> _TASK TO COMPLETE_
Reproduce the following data line for line, with no changes.

> _Pointing dataset excerpts_

◇ ◇ ◇ ◇

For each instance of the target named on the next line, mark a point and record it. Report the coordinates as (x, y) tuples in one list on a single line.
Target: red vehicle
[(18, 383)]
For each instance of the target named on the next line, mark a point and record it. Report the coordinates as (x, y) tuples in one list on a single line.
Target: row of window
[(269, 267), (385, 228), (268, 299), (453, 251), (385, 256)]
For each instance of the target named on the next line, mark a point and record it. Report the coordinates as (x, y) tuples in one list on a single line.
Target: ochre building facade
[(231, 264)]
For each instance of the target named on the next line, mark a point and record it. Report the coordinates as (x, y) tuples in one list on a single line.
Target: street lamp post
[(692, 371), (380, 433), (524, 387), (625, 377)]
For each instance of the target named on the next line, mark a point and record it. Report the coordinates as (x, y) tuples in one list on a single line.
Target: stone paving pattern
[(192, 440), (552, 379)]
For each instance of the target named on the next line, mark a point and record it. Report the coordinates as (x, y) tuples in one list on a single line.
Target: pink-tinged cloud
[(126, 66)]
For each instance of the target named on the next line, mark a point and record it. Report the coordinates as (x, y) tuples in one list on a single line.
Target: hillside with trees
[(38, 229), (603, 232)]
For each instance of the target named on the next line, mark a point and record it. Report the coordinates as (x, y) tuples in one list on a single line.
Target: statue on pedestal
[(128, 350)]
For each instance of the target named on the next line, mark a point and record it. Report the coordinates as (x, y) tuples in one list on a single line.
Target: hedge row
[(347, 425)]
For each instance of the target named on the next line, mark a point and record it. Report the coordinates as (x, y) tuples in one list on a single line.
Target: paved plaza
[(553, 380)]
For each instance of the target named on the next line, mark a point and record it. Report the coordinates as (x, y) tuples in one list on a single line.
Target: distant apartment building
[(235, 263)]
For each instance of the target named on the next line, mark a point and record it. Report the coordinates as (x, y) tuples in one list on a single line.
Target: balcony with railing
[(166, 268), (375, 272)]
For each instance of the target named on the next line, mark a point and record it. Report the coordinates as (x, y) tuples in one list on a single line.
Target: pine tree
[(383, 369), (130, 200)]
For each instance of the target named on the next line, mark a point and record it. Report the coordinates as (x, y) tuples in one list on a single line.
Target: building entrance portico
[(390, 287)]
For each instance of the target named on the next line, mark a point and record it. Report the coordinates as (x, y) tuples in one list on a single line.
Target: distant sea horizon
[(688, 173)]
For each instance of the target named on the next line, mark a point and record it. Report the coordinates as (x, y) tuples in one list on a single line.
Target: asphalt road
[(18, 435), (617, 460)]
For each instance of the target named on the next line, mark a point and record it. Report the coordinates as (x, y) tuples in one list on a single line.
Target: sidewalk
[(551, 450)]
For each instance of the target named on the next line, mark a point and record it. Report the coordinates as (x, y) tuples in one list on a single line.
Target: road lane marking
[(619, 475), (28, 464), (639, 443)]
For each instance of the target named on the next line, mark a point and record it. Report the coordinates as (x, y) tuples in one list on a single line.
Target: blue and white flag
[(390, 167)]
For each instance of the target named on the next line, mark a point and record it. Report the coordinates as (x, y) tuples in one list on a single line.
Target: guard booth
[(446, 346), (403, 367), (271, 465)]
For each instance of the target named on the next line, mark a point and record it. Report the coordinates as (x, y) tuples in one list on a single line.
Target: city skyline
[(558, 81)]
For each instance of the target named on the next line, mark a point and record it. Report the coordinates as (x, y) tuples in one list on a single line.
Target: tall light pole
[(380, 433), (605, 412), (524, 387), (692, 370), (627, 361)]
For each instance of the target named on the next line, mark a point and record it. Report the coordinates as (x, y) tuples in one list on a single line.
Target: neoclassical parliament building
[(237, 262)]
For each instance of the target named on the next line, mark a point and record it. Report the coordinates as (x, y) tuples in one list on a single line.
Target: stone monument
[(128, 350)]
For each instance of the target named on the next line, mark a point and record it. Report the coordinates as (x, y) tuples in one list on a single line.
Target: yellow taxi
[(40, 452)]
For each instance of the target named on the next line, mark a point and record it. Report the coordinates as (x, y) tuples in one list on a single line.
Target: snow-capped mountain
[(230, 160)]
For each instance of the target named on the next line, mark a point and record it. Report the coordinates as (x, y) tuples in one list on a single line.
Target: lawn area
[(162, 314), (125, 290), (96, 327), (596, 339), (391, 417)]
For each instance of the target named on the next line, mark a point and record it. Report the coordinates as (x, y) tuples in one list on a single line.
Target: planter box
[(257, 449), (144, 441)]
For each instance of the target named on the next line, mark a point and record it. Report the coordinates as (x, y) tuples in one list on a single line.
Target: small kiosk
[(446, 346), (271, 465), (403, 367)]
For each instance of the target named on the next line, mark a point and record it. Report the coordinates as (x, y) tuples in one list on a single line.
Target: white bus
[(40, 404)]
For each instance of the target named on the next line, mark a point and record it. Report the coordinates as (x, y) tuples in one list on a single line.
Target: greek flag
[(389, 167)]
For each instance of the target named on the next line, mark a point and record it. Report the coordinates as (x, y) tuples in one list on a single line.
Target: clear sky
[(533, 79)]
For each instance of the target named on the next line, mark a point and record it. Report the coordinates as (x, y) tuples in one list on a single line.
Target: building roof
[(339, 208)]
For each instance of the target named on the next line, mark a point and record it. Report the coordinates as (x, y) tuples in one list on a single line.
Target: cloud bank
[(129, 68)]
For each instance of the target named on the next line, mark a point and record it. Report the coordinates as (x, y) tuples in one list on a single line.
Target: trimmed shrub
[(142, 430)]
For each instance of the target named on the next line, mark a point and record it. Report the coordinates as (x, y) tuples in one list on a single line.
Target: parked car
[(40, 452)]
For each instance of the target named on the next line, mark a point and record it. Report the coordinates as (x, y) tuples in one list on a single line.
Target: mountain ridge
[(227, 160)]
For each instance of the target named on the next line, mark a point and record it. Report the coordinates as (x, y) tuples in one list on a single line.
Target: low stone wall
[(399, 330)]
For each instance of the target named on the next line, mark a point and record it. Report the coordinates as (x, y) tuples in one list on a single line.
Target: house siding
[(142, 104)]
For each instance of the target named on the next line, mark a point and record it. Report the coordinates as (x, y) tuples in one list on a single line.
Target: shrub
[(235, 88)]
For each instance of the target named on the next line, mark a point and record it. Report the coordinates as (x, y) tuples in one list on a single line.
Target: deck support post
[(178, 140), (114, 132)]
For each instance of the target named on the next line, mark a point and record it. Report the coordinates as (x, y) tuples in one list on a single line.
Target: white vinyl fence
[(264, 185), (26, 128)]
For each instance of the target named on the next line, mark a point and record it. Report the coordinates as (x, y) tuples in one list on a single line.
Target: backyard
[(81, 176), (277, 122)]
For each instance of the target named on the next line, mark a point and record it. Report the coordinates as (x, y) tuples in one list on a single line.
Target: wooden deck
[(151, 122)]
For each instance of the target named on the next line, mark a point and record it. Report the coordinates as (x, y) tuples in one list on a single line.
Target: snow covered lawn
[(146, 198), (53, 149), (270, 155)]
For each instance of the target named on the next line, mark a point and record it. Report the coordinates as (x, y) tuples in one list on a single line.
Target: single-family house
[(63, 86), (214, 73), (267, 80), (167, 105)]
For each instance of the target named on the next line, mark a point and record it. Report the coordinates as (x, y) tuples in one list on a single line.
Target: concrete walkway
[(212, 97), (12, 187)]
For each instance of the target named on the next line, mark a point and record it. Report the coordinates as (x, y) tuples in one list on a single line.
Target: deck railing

◇ ◇ ◇ ◇

> _CORRECT ANSWER_
For each instance of the target named on the next line, mark a point and record it. Report the coordinates as (x, y) tuples in one list on a single line.
Target: red vehicle
[(18, 383)]
For each instance of the target named on the next line, mark a point and record it. Report the coordinates as (x, y) tuples in one list on a single line.
Target: row of window
[(269, 267), (385, 228), (268, 299), (453, 251), (385, 256)]
For each instance of the target named on the next line, mark a point and record it. Report the coordinates as (x, y) tuples in one list on a single line.
Target: ochre building facade
[(231, 264)]
For each instance of the target named on the next line, mark a point and record it. Report the coordinates as (x, y) tuples in one list on a single line.
Target: street lamp post
[(692, 371), (380, 433), (524, 387), (625, 377)]
For each instance of the target named on the next line, mark a point and record it. Report the coordinates as (x, y) tuples in one list on a single line.
Target: stone paving pattern
[(192, 440), (552, 379)]
For each instance of the target named on the next line, mark a point and record it. Report the coordinates as (x, y) tuples in one list on a single line.
Target: pink-tinged cloud
[(126, 66)]
For each instance of the target named on the next line, mark a point and record it. Report the coordinates as (x, y) tuples in one list on a single line.
Target: hillside with trees
[(38, 229), (603, 232)]
For each instance of the target named on the next line, mark a point and record it. Report the coordinates as (x, y) tuples in one list on a single line.
Target: statue on pedestal
[(128, 350)]
For each instance of the target named on the next line, mark a point and record it. Report the coordinates as (x, y) tuples in one list on a single line.
Target: hedge row
[(347, 425)]
For each instance of the target named on the next line, mark a point and record it. Report the coordinates as (x, y) tuples in one list on a single line.
Target: paved plaza
[(553, 380)]
For each instance of the target named on the next line, mark a point and record it. Report the coordinates as (x, y) tuples in one list on a single line.
Target: distant apartment building
[(235, 263)]
For each instance of the target named on the next line, mark a point and record it. Report the coordinates as (x, y) tuples in one list on a single line.
Target: balcony with railing
[(166, 268), (375, 272)]
For each instance of the target named on the next line, mark a point and record it. Report the coordinates as (x, y) tuples in one list on a single line.
Target: pine tree
[(383, 369), (130, 200)]
For each instance of the target named on the next line, mark a point and record it. Report the coordinates as (x, y) tuples in one list on a single line.
Target: building entrance portico
[(390, 287)]
For each instance of the target named on the next line, mark a point and record it. Report the coordinates as (x, y) tuples in one list on a single line.
Target: distant sea horizon
[(688, 173)]
For each instance of the target named on the next line, mark a point and record it. Report the coordinates as (x, y) tuples in one list on a single line.
Target: asphalt road
[(18, 435), (617, 460)]
For each instance of the target named on the next line, mark a point and record it. Report the coordinates as (x, y) tuples in one list on a single line.
Target: sidewalk
[(551, 450)]
For each instance of the target named on the next line, mark a point and record it. Report the coordinates as (x, y) tuples in one list on a single line.
Target: road lane marking
[(619, 475), (28, 464), (639, 443)]
For each instance of the target named on the next line, mark a point and record it. Report the coordinates as (x, y) tuples in one list on a single line.
Target: blue and white flag
[(390, 167)]
For each instance of the target named on the next line, mark a point and record it. Report the coordinates as (x, y) tuples in one list on a single line.
Target: guard booth
[(446, 346), (403, 367), (271, 465)]
For each instance of the target named on the next line, mark a point and record it. Report the coordinates as (x, y) tuples in one list on a single line.
Target: city skyline
[(558, 81)]
For each instance of the target named on the next line, mark a point and record it. Report the coordinates as (x, y) tuples in one list on a single line.
Target: tall light pole
[(380, 433), (605, 412), (524, 387), (692, 370), (627, 361)]
For each instance of the target named on the next line, mark a point and record it. Report the coordinates as (x, y) tuples in one list on a single line.
Target: neoclassical parliament building
[(237, 262)]
For each instance of the target named on the next line, mark a point and record it. Report the coordinates as (x, y) tuples in one list on a single line.
Target: stone monument
[(128, 350)]
For each instance of the target named on the next line, mark a point and record it. Report the coordinates as (x, y) tuples in one list on a single line.
Target: yellow taxi
[(40, 452)]
For each instance of the target named on the next line, mark a point and record it. Report the coordinates as (x, y) tuples in one list on a single line.
Target: snow-capped mountain
[(230, 160)]
For each instance of the target named on the next line, mark a point and record it. Report the coordinates as (x, y) tuples in one list on a single line.
Target: lawn area
[(162, 314), (125, 290), (96, 327), (596, 339), (391, 417)]
For each instance of the target named on the next line, mark a point and record it. Report the coordinates as (x, y) tuples in one list on a single line.
Target: planter box
[(257, 449), (144, 441)]
For each instance of the target named on the next line, mark a point and record it. Report the coordinates as (x, y) tuples in one list on a single line.
Target: small kiosk
[(446, 346), (271, 465), (403, 367)]
For each instance of the target named on the next line, mark a point and record it. Report the coordinates as (x, y) tuples in one list on a single line.
Target: white bus
[(40, 404)]
For each instance of the target named on the next line, mark a point and record it. Report the coordinates as (x, y) tuples in one list on a single line.
Target: greek flag
[(389, 167)]
For each instance of the target named on the next line, mark a point and record it. Report the coordinates as (x, y) tuples in one list on a single line.
Target: clear sky
[(533, 79)]
For each instance of the target named on the next line, mark a point and record it. Report the coordinates as (x, y) tuples in one list on a single line.
Target: building roof
[(339, 208)]
For each instance of the target named on the next line, mark a point and record it. Report the coordinates as (x, y) tuples in one list on a single line.
Target: cloud bank
[(129, 68)]
For each instance of the target named on the next line, mark a point and record it. Report the coordinates as (x, y) tuples in one list on a single line.
Target: trimmed shrub
[(142, 430)]
For each instance of the target named on the next line, mark a point and record it. Report the coordinates as (x, y) tuples in one list on a single line.
Target: parked car
[(40, 452)]
For each instance of the target named on the next line, mark a point and record it. Report the coordinates as (x, y) tuples in one list on a single line.
Target: mountain ridge
[(227, 160)]
For each instance of the target named on the next line, mark a point and record it. Report the coordinates as (x, y) tuples in one list on a single line.
Target: low stone wall
[(399, 330)]
For each instance of the target named on the next line, mark a point and record it. Report the coordinates as (x, y) tuples in one list on a single line.
Target: house siding
[(142, 104)]
For each instance of the target named on the next line, mark a point and record it. Report the coordinates as (x, y) tuples in one list on a single line.
Target: shrub
[(235, 88)]
For each instance of the target named on the next line, mark a point and record it. Report the coordinates as (x, y) tuples in one list on a single line.
Target: deck support post
[(178, 140), (114, 132)]
For each instance of the target named on the next line, mark a point and record it. Report the coordinates as (x, y) tuples in one list on a single line.
Target: white vinyl fence
[(264, 185), (26, 128)]
For each instance of the target named on the next line, mark a point and record it. Report the coordinates as (x, y) tuples in one list on a single line.
Target: backyard
[(81, 176), (277, 122)]
For each instance of the target named on the next line, mark a point and record it. Report the coordinates as (x, y) tuples in one list on a single line.
Target: wooden deck
[(151, 122)]
For each instance of the target named on the next line, mark a point and record it. Report the coordinates as (x, y) tuples in one list on a single line.
Target: snow covered lawn
[(146, 198), (53, 149), (270, 155)]
For each instance of the target named on the next line, mark a point and record it. Report the coordinates as (x, y) tuples in one list on a single line.
Target: single-family house
[(63, 86), (214, 73), (267, 80), (167, 105)]
For each instance of the target named on the next line, mark a point and record it. Report the coordinates as (x, y) tuples in one list on a single line.
Target: concrete walkway
[(212, 97), (12, 187)]
For each instance of the target named on the next line, mark a point and record it. Report the coordinates as (x, y) tuples in one list on a single line.
Target: deck railing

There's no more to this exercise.